- [DOCUMENT EXTRACT]

================

Saturday, February 6, 2021

GET ME REWRITE: El Paso County Colorado GOP boogies its way to doomsday

 

3rd-party candidates received 21.1% of vote in 1992, 8.8% of vote in 1996, 10% in 2016;
Segregationist George Wallace received 10.7% of the vote in 1968.

Trump received 23,600 more votes than he did in 2016, a 13% increase,  Biden received 53,941 more votes than Clinton did in 2016, an increase of 50%.

Trump's share of the vote increased by 2.7 percentage points.  Biden increased Clinton's share of the vote by almost 9 percentage points.

NPR, 2/5/2021
The county, home to Colorado Springs, sits about an hour south of Denver and has long been a bastion of conservative politics, even as the state has trended blue. It's home to the evangelical organization Focus on the Family, the U.S Air Force Academy and multiple military bases. he latest controversy erupted over the upcoming meeting to select the next county chair. A tentative agenda listed a local militia group as providing security. Some Republicans feared it could intimidate attendees and Bremmer says he's worried the meeting won't be safe.

================

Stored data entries
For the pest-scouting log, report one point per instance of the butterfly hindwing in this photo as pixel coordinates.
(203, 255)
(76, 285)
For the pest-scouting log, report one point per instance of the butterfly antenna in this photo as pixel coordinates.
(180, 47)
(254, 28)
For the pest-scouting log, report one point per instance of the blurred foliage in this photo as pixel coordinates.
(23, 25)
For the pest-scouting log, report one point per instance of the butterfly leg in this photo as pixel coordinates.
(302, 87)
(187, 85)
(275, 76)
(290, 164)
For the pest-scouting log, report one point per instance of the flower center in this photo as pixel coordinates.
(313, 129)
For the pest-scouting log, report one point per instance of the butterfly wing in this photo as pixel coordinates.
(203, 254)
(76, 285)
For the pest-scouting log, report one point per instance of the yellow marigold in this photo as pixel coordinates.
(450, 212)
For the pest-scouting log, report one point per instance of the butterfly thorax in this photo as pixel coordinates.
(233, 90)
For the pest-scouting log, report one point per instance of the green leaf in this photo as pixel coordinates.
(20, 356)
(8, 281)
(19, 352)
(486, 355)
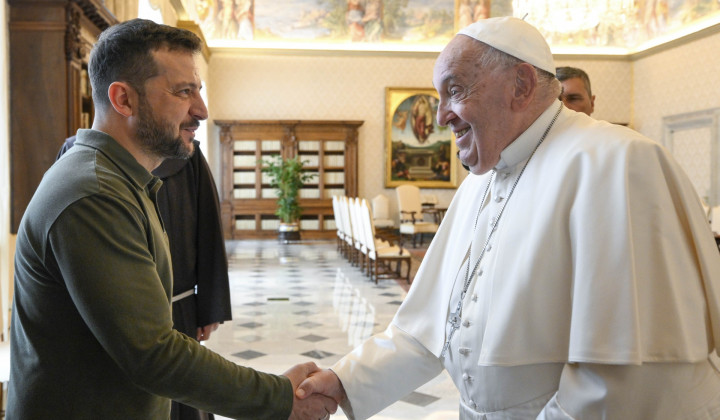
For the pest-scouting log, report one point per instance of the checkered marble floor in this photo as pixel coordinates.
(294, 303)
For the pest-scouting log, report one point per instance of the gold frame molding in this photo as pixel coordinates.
(428, 161)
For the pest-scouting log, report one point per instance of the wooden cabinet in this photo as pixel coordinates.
(50, 98)
(248, 202)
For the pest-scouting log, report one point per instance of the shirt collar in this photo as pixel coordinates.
(523, 146)
(125, 161)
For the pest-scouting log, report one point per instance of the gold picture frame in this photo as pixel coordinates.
(417, 150)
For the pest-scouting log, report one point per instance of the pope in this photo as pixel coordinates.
(574, 276)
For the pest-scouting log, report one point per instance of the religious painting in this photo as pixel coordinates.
(224, 19)
(417, 150)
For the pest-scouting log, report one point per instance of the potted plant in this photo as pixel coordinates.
(287, 176)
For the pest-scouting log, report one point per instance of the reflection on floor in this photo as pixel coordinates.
(295, 303)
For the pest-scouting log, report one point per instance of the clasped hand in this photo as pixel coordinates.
(317, 392)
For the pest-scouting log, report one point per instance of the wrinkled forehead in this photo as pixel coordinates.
(459, 56)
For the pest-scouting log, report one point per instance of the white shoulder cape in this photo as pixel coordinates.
(603, 256)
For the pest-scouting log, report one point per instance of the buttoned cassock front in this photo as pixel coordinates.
(602, 257)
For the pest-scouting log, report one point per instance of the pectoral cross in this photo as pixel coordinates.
(454, 321)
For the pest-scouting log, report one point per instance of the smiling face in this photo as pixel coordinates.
(171, 108)
(474, 103)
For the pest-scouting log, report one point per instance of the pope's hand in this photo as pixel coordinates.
(323, 382)
(310, 406)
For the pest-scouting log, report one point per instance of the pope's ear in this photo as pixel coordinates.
(122, 98)
(525, 85)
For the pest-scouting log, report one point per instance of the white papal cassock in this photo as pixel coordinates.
(598, 295)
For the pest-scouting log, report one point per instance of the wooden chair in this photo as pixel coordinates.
(380, 254)
(411, 214)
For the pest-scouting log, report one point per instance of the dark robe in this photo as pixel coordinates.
(190, 209)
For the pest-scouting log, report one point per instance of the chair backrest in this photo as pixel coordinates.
(409, 201)
(337, 215)
(357, 226)
(367, 224)
(715, 219)
(381, 207)
(428, 199)
(345, 210)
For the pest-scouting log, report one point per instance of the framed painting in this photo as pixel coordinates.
(417, 150)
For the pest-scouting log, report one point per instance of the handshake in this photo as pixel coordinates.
(317, 392)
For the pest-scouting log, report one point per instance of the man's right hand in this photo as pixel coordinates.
(323, 382)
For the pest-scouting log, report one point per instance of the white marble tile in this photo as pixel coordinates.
(326, 297)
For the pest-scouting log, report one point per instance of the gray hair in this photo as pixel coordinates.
(495, 60)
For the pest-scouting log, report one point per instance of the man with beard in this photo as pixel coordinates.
(91, 334)
(569, 279)
(190, 209)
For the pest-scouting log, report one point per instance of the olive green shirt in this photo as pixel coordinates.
(91, 332)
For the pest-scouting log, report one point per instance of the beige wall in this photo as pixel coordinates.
(674, 81)
(334, 86)
(7, 241)
(352, 86)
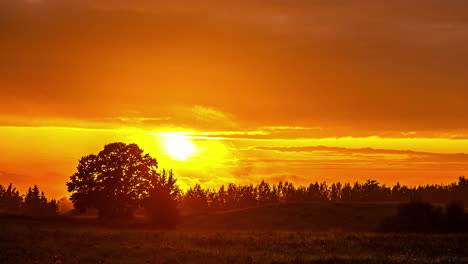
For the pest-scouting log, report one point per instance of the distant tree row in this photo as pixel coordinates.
(121, 178)
(200, 200)
(33, 203)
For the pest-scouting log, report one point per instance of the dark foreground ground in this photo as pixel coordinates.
(262, 235)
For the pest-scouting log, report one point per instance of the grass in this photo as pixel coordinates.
(228, 238)
(362, 217)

================

Reproduce the El Paso County post word for word, starting with the words "GET ME REWRITE: El" and stopping after the words "vote in 1968.".

- [OUTPUT]
GET ME REWRITE: El Paso County Colorado GOP boogies its way to doomsday

 

3rd-party candidates received 21.1% of vote in 1992, 8.8% of vote in 1996, 10% in 2016;
Segregationist George Wallace received 10.7% of the vote in 1968.